[Opening THE DATA section]

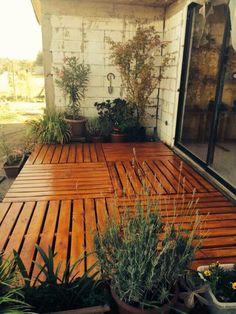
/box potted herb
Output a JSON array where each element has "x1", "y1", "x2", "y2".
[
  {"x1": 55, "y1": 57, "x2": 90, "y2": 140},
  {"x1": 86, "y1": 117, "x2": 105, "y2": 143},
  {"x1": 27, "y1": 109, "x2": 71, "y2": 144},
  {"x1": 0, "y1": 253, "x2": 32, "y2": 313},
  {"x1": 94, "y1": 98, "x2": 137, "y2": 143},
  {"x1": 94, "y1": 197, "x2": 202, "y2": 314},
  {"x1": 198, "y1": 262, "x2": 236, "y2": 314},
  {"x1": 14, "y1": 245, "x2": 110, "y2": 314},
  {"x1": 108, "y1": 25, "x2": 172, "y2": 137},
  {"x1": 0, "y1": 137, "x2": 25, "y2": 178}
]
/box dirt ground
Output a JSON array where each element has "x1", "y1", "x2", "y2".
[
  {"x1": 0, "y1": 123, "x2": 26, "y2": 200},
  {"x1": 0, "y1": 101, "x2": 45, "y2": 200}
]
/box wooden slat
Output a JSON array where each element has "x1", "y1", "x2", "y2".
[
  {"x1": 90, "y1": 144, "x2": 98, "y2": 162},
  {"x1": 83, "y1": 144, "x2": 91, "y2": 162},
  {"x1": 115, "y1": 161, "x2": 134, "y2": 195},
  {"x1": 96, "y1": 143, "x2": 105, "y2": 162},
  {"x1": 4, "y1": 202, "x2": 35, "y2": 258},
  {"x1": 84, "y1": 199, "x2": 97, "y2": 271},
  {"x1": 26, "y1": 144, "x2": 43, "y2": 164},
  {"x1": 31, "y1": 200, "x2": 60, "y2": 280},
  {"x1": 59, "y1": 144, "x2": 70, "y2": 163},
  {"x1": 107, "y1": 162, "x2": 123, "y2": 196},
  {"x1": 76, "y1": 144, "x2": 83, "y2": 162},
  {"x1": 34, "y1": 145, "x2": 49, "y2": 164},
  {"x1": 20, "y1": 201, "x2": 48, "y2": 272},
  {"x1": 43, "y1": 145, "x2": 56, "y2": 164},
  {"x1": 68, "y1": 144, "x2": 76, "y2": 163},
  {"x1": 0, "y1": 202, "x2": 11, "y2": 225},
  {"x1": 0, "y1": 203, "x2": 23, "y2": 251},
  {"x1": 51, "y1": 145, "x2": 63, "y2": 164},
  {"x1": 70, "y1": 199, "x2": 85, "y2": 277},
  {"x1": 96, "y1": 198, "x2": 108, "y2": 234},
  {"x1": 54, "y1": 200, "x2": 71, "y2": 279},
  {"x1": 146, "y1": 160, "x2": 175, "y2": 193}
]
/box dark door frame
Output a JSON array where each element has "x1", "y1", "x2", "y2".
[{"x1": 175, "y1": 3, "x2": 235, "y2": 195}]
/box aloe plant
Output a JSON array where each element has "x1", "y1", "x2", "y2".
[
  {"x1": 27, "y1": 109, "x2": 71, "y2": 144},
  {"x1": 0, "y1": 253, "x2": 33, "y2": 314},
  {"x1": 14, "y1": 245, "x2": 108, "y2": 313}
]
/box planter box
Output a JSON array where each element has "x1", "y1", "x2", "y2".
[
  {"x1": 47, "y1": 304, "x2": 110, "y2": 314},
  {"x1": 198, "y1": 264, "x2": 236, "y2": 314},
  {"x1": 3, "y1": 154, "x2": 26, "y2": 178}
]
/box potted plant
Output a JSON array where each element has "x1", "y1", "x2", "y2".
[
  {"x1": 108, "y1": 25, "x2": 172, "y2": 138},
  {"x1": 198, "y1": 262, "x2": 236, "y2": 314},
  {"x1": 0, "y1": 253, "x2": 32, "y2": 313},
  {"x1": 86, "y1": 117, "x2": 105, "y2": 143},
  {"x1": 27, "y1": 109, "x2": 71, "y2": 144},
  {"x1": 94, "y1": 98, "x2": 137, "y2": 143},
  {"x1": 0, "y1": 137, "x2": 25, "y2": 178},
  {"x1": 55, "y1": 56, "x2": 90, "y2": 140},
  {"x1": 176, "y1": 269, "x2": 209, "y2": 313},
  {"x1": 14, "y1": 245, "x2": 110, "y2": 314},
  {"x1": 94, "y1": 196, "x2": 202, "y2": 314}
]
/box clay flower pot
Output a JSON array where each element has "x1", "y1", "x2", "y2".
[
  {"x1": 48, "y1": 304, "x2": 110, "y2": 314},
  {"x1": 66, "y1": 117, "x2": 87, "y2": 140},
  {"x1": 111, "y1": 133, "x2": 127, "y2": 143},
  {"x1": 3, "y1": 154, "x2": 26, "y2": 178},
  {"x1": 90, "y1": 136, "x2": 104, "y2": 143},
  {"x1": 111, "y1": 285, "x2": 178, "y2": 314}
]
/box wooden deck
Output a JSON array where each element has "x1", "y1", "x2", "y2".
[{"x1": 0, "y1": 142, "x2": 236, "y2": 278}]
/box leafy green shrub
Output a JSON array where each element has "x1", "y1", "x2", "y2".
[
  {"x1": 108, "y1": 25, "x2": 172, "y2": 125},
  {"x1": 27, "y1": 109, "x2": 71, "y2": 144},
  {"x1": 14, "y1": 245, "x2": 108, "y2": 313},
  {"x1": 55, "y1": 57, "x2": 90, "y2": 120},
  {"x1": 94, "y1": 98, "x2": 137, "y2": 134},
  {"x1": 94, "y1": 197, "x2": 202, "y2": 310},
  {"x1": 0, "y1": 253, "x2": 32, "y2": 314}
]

[Closing THE DATA section]
[Opening THE DATA section]

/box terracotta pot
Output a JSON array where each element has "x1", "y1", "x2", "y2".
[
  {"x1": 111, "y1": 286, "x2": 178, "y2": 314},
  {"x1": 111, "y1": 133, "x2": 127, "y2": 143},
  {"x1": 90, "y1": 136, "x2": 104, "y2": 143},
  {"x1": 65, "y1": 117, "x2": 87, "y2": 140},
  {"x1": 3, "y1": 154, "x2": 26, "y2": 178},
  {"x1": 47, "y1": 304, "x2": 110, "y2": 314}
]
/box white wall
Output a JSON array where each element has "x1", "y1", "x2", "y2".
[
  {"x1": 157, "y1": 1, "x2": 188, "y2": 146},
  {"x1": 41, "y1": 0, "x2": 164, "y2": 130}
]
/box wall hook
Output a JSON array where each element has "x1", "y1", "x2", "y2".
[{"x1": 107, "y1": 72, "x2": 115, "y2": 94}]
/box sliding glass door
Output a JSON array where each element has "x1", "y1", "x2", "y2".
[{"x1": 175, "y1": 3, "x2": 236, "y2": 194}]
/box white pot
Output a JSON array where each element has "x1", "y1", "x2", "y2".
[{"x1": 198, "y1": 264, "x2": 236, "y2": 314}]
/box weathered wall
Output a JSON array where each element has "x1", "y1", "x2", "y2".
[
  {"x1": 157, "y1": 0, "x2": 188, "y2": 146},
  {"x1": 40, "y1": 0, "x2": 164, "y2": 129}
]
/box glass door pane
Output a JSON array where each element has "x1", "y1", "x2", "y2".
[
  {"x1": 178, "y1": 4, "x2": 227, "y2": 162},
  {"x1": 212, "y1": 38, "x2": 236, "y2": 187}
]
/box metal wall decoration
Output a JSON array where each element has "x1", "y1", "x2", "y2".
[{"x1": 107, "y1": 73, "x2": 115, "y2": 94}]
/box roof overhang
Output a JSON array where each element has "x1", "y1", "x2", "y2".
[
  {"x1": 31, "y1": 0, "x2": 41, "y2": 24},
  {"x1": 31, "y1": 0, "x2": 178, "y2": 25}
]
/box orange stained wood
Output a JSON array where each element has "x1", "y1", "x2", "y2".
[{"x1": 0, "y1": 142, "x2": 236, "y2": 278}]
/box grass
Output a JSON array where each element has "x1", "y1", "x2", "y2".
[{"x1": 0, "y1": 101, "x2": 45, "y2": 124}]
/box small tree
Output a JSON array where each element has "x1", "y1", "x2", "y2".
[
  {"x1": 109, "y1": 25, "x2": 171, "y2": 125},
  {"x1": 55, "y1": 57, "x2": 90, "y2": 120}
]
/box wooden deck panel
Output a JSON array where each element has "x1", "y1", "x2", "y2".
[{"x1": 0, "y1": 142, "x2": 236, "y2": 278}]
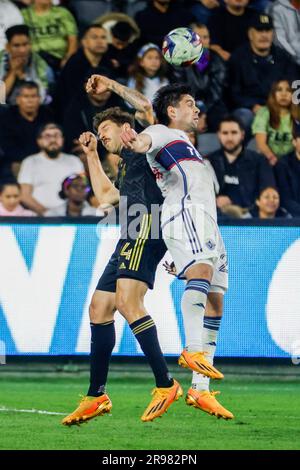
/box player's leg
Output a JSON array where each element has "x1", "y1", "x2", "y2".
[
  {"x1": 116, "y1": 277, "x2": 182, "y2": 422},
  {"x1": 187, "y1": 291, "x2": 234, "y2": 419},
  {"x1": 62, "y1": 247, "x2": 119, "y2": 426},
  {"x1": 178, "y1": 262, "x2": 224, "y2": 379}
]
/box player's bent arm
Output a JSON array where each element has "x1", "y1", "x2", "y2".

[Closing THE DATA section]

** GOAL OF THE EXERCISE **
Match on "glass": copy every line in the records that has it.

** RESPONSE AREA **
/box sliding glass door
/box glass door pane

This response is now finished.